Data extract section start

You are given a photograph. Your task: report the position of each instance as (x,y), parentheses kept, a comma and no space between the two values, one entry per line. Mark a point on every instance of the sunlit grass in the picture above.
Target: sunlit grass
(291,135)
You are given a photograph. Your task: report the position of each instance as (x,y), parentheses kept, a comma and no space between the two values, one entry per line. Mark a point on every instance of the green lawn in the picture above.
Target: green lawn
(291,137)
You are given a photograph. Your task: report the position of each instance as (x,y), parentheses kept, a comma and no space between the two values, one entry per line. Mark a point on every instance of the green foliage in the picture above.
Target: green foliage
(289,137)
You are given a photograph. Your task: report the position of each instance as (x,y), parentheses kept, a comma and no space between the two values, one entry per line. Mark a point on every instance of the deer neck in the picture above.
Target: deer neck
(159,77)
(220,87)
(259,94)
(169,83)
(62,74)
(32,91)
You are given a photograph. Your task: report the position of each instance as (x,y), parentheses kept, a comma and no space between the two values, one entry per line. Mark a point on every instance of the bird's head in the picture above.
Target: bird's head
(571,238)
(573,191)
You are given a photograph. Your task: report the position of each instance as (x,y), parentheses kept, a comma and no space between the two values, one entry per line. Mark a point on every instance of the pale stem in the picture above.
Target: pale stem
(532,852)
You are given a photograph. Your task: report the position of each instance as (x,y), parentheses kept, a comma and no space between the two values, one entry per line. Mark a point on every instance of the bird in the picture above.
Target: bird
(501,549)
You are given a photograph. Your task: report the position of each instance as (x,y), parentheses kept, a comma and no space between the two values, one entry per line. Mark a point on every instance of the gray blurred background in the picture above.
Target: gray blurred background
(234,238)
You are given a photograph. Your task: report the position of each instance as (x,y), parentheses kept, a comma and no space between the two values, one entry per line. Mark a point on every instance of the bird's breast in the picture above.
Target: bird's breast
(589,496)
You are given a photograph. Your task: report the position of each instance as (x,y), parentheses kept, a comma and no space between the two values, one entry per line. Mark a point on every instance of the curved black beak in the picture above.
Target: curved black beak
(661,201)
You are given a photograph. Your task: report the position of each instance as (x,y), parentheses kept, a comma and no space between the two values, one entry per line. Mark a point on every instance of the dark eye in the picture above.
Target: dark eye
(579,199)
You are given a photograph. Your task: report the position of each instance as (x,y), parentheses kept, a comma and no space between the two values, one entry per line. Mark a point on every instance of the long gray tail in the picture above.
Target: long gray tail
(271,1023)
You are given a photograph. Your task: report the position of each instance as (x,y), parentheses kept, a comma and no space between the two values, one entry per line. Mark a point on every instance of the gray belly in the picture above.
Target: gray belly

Data extract section end

▶ [What you will do]: Please say how many lines above contain "belly", number only.

▶ [Solution to this task]: 2